** BEGIN Supplied records **
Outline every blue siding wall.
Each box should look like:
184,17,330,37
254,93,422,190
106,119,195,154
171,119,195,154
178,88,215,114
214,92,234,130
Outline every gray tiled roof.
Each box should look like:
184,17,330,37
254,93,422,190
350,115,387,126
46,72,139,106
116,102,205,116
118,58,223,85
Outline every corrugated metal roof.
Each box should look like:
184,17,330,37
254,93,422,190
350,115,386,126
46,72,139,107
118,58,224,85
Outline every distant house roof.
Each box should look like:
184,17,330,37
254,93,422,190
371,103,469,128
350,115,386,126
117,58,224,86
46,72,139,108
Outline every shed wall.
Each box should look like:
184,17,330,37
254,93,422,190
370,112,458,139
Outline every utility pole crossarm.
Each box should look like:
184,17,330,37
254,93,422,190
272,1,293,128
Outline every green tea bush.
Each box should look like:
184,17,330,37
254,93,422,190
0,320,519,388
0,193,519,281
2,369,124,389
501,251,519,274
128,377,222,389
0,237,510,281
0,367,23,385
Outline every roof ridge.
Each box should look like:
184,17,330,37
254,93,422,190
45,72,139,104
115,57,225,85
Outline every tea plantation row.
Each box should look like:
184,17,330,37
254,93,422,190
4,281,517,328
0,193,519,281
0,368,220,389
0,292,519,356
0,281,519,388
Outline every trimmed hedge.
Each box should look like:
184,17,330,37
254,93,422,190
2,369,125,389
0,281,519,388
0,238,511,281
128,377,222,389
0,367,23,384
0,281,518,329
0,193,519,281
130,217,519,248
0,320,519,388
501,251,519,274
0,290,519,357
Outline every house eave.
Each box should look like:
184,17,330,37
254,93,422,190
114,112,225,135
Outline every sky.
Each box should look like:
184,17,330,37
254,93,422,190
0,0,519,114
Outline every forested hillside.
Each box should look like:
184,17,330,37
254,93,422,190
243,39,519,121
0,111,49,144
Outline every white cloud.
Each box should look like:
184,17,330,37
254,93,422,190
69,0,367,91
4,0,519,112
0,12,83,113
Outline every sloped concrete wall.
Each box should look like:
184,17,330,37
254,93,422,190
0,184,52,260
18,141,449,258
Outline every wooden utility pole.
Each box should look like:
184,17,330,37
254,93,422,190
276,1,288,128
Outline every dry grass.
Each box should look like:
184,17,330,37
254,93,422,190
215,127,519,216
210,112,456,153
** END Supplied records **
■ **Written instruction**
Rewrite all of the records above, changing "Outline every" to "Draw a box around each" wherever it occurs and leaving everything else the same.

■ **Result of the task**
Draw a box around each blue siding wall.
Each box should look like:
184,17,330,37
254,93,422,190
106,119,195,154
171,119,195,154
178,88,215,114
214,92,234,130
Draw a box around each gray tiled roof.
Each box should look like:
184,17,330,37
254,93,422,190
350,115,387,126
46,72,139,106
116,102,205,116
118,58,223,85
Draw a box around each corrugated metal roof.
Each box should look like:
184,17,330,37
254,93,422,190
350,115,386,126
46,72,139,107
118,58,224,85
Draw a box around each distant house roof.
Each box should look like:
184,17,330,37
254,93,422,190
371,103,469,128
350,115,386,126
117,58,224,86
46,72,139,108
Draw a box around each shed wall.
Each box should look like:
184,17,330,37
254,93,422,190
370,112,458,139
Draw a box around each utility pole crossarm.
Each box should look like:
184,17,330,37
254,93,422,190
272,1,293,128
Draw a box around each green tea bush.
Each box should look like:
184,17,330,37
254,93,422,190
0,320,519,388
0,193,519,281
2,369,124,389
501,251,519,274
128,377,222,389
0,237,510,281
0,367,23,385
Draw a box around each roof ridge.
Each box should look like:
184,17,330,37
254,93,422,190
45,72,139,104
115,57,225,85
Draw a box around each tea plantation row.
Each box should look like:
184,17,330,37
254,93,422,190
4,281,517,328
0,193,519,281
0,368,220,389
0,292,519,356
0,281,519,388
Draw a box around each trimmed hedge.
Each box should look like:
184,17,330,37
254,93,422,190
2,369,125,389
0,281,519,388
0,238,511,281
128,377,222,389
0,367,23,384
0,281,518,329
0,193,519,281
130,217,519,248
0,320,519,388
501,251,519,274
0,290,519,357
Draw a box around each house eave.
Each box should look like:
184,17,330,37
254,93,422,190
114,112,225,135
Draw a box around each sky.
Each box should look like:
184,17,330,37
254,93,422,190
0,0,519,114
Draw a box around each forested hillside.
Each box should look like:
184,17,330,37
254,93,422,190
243,39,519,121
0,111,49,144
Draw a box around each white cloud.
Each box should look like:
184,17,330,37
254,93,422,190
69,0,367,91
4,0,519,112
0,12,83,113
Draw a box around each sloped concrete wall.
Each box should look like:
184,17,330,37
254,93,422,190
0,184,52,260
18,141,449,258
Draw a box around each wooden utility pole.
Each box should look like:
184,17,330,37
254,93,422,190
276,1,288,128
Draw a box around each dry grass.
Each box should look like:
184,17,330,37
254,93,422,190
215,127,519,216
210,112,456,153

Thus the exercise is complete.